**Problem to work on:**
Copy out every line of the material below word for word, but leave out the pictures.

**Raw records:**
<<<<

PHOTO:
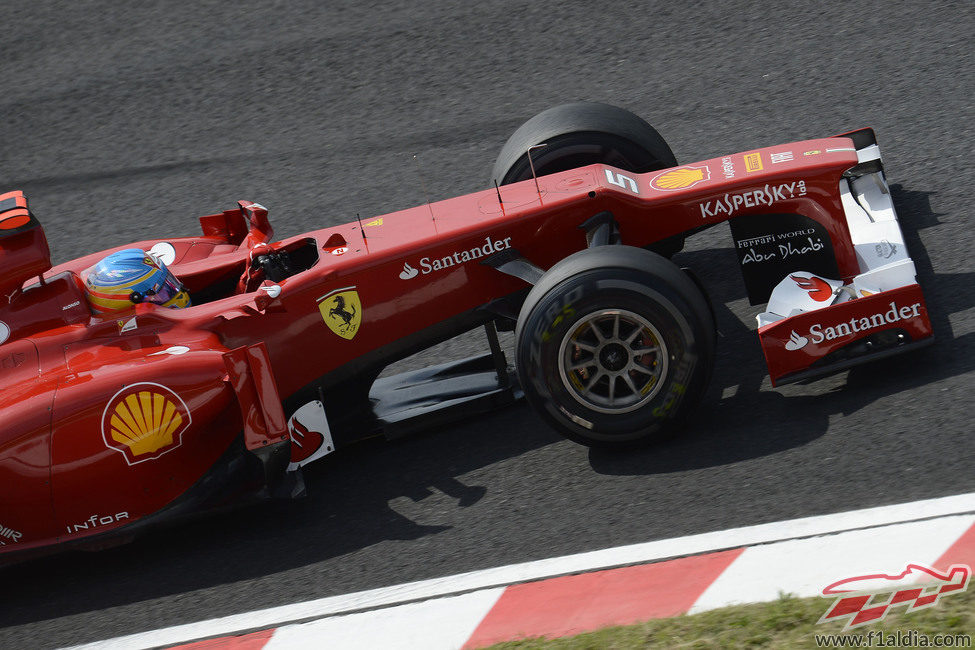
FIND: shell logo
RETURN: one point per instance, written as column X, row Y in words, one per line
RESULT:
column 144, row 421
column 680, row 178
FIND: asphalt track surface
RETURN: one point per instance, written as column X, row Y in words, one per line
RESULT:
column 123, row 122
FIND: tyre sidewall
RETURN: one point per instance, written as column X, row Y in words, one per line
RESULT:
column 560, row 308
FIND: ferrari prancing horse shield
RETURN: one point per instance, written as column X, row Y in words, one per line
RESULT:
column 342, row 311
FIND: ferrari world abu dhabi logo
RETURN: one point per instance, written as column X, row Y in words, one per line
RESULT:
column 144, row 421
column 866, row 599
column 342, row 311
column 680, row 178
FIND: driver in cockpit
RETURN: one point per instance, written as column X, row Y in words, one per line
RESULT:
column 128, row 277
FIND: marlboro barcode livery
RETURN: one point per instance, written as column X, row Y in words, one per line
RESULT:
column 171, row 376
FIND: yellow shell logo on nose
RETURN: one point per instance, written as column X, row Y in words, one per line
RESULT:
column 144, row 421
column 680, row 178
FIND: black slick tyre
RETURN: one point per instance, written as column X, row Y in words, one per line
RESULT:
column 581, row 134
column 614, row 346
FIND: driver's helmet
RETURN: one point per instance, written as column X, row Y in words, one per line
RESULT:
column 132, row 276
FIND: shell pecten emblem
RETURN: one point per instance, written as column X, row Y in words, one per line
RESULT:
column 144, row 421
column 342, row 311
column 681, row 177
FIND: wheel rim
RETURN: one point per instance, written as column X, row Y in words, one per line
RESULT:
column 612, row 361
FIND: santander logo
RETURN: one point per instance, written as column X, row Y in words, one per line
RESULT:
column 408, row 272
column 818, row 332
column 796, row 342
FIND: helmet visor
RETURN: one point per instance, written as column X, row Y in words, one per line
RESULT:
column 169, row 287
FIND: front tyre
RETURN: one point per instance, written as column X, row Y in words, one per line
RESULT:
column 614, row 346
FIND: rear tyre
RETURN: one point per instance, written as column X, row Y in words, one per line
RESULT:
column 614, row 346
column 586, row 133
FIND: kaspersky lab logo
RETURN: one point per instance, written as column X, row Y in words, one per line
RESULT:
column 866, row 599
column 818, row 332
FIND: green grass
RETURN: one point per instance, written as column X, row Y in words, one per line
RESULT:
column 786, row 623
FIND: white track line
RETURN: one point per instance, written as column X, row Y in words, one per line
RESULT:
column 528, row 571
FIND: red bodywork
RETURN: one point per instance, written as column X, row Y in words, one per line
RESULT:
column 233, row 367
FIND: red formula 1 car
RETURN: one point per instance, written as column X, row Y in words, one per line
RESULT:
column 112, row 424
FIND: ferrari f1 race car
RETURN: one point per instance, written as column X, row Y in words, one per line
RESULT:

>>>>

**Solved exercise:**
PHOTO:
FIND: shell logo
RETURN: one point per instance, written as column X, row Y in words, one per line
RESULT:
column 144, row 421
column 680, row 178
FIND: asphalt track surface
RETURN: one point per instance, written as column X, row Y in words, one per line
RESULT:
column 123, row 122
FIND: tyre sidewall
RETURN: one point per instance, written as column X, row Y in words, one per line
RESULT:
column 560, row 308
FIND: ferrari prancing horse shield
RETURN: one point per instance, written as column X, row Y in words, one per line
RESULT:
column 342, row 311
FIND: ferrari world abu dhabi logo
RETURN: one point per instance, written as column X, row Y in words, one per line
RESULT:
column 144, row 421
column 866, row 599
column 342, row 311
column 680, row 178
FIND: driver in cockpit
RETURN: one point per instance, written as column X, row Y in words, one per line
RESULT:
column 128, row 277
FIND: marlboro barcode livery
RETURN: one point per instance, written as column X, row Y in words, one per line
RESULT:
column 171, row 376
FIND: yellow shell logo on nose
RETURN: one point per instance, written as column X, row Y in words, one per line
RESULT:
column 144, row 421
column 680, row 178
FIND: black slick tyre
RETURN: one point per instance, written as column X, row Y in words, one per line
RESULT:
column 581, row 134
column 614, row 346
FIND: driver's helmet
RETURN: one point per instance, written as column X, row Y in words, one per line
RESULT:
column 132, row 276
FIND: shell pecten emblem
RETURN: one point per instance, written as column X, row Y in words, one per line
RESULT:
column 144, row 421
column 342, row 311
column 681, row 177
FIND: wheel rim
RETURN: one point per instance, written as column X, row Y in words, one per line
RESULT:
column 612, row 361
FIND: santander logo
RETURN: one point per instance, written as column X, row Y in words, one per line
RESULT:
column 408, row 272
column 818, row 332
column 796, row 342
FIND: helmet visor
RETURN: one point per instance, written as column X, row Y in words, one per line
RESULT:
column 169, row 287
FIND: front tyre
RETURN: one point per instance, written as column X, row Y in words, one per line
RESULT:
column 614, row 346
FIND: rear tyre
RETURN: one point per instance, written as column X, row Y in words, one per line
RESULT:
column 614, row 346
column 586, row 133
FIND: kaspersky lab logo
RETURN: one point per instance, written as column X, row Y in words, one per line
RESULT:
column 866, row 599
column 818, row 332
FIND: green grass
RETURN: one point per instance, written as column X, row Y in words, one per line
RESULT:
column 786, row 623
FIND: white track line
RETURN: one point per instance, written as column X, row Y in words, one per line
RESULT:
column 528, row 571
FIND: red bodywork
RETURN: one point per instance, written as column X, row Y in words, one per line
RESULT:
column 233, row 367
FIND: red formula 1 car
RETURN: one point per instance, written as column X, row Y in words, one per line
RESULT:
column 112, row 424
FIND: ferrari f1 race car
RETURN: one point per instance, written as column X, row Y in words, one per line
RESULT:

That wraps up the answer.